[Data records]
-- start --

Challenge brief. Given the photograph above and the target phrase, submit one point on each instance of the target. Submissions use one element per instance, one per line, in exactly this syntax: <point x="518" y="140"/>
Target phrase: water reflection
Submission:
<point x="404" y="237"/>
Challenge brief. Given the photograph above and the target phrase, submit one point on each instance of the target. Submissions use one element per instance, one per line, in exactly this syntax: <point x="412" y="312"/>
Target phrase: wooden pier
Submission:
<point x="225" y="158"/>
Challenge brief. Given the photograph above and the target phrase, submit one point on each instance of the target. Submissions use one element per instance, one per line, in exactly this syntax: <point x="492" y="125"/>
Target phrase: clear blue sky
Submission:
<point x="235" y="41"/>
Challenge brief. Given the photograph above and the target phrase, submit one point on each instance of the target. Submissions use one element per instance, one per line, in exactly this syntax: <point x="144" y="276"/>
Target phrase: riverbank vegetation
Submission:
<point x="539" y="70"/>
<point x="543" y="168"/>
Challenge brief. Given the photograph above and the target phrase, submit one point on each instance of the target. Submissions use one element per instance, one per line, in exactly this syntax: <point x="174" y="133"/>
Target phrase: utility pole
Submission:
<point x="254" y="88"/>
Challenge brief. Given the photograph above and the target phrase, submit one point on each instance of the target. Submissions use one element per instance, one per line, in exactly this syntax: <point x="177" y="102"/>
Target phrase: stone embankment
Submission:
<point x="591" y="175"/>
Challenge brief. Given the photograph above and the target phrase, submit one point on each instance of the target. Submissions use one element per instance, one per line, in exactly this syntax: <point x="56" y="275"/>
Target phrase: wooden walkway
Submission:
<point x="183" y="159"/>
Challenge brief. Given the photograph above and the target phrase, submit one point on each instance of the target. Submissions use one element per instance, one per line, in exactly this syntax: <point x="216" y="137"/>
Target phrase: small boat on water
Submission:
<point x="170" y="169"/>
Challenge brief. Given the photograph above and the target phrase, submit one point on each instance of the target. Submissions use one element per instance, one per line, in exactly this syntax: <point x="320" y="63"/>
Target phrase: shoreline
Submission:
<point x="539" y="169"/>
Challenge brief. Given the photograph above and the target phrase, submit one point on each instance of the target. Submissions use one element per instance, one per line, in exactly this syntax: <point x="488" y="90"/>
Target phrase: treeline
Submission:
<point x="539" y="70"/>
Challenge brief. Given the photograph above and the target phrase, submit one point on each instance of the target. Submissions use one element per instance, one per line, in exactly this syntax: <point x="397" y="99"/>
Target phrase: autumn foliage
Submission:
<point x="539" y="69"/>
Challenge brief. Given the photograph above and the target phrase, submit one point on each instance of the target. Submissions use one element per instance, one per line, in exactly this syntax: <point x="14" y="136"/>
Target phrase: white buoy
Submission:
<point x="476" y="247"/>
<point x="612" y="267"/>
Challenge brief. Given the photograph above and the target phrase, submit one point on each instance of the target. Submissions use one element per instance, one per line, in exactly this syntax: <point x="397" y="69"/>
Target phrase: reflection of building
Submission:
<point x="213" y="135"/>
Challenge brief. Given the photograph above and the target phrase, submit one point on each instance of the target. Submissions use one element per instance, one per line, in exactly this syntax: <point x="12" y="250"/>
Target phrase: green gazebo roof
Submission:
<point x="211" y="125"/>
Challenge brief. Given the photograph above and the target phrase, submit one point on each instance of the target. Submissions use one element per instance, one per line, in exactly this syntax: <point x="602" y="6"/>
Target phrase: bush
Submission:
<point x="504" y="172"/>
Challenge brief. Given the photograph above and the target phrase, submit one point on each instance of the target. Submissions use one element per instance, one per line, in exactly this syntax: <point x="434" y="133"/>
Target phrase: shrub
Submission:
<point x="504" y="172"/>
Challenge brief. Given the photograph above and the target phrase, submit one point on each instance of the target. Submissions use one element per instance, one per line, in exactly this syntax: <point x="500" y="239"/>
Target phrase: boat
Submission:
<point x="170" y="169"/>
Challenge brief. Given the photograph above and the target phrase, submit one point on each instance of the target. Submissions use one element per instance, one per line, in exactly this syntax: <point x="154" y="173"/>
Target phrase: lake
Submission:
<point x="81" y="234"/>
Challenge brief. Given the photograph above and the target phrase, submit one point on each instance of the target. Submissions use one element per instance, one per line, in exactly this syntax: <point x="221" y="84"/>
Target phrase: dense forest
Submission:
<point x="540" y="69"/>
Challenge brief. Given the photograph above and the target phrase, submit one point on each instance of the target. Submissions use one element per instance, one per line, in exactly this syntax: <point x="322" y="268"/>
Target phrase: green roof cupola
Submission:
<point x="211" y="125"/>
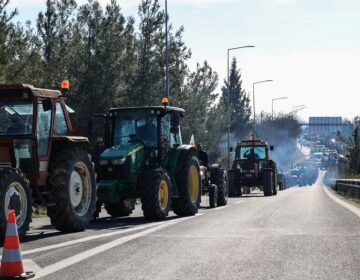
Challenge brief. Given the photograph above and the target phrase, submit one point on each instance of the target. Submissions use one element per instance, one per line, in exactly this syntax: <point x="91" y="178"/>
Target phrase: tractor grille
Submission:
<point x="5" y="164"/>
<point x="115" y="172"/>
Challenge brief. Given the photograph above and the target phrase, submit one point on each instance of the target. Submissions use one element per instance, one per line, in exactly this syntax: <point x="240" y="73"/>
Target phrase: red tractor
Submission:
<point x="42" y="160"/>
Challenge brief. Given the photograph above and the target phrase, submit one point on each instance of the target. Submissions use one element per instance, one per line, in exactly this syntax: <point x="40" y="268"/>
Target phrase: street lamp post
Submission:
<point x="264" y="81"/>
<point x="228" y="91"/>
<point x="272" y="115"/>
<point x="167" y="53"/>
<point x="297" y="108"/>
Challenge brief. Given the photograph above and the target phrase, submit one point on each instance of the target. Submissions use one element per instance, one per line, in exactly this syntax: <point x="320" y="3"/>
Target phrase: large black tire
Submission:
<point x="268" y="182"/>
<point x="213" y="196"/>
<point x="275" y="183"/>
<point x="234" y="190"/>
<point x="73" y="189"/>
<point x="188" y="182"/>
<point x="123" y="208"/>
<point x="220" y="179"/>
<point x="247" y="190"/>
<point x="15" y="194"/>
<point x="155" y="194"/>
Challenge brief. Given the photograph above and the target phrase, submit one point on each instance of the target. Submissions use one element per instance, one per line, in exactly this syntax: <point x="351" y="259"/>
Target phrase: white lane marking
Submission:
<point x="219" y="208"/>
<point x="240" y="201"/>
<point x="102" y="248"/>
<point x="85" y="239"/>
<point x="348" y="206"/>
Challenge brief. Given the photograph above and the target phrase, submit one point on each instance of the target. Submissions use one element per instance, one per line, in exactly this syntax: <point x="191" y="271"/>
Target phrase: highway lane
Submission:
<point x="299" y="234"/>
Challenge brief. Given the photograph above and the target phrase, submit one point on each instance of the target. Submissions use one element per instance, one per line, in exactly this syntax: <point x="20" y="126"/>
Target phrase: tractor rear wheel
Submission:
<point x="268" y="182"/>
<point x="73" y="187"/>
<point x="15" y="194"/>
<point x="188" y="181"/>
<point x="156" y="193"/>
<point x="234" y="189"/>
<point x="220" y="179"/>
<point x="123" y="208"/>
<point x="213" y="196"/>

-- end --

→ **WHAT YOU ARE ASKED TO DO**
Pick out and copy every line of the material above that contains the string "reflection". Treat the match as case-sensitive.

→ **COMPLETED TASK**
Target phrase: water reflection
Target phrase: reflection of building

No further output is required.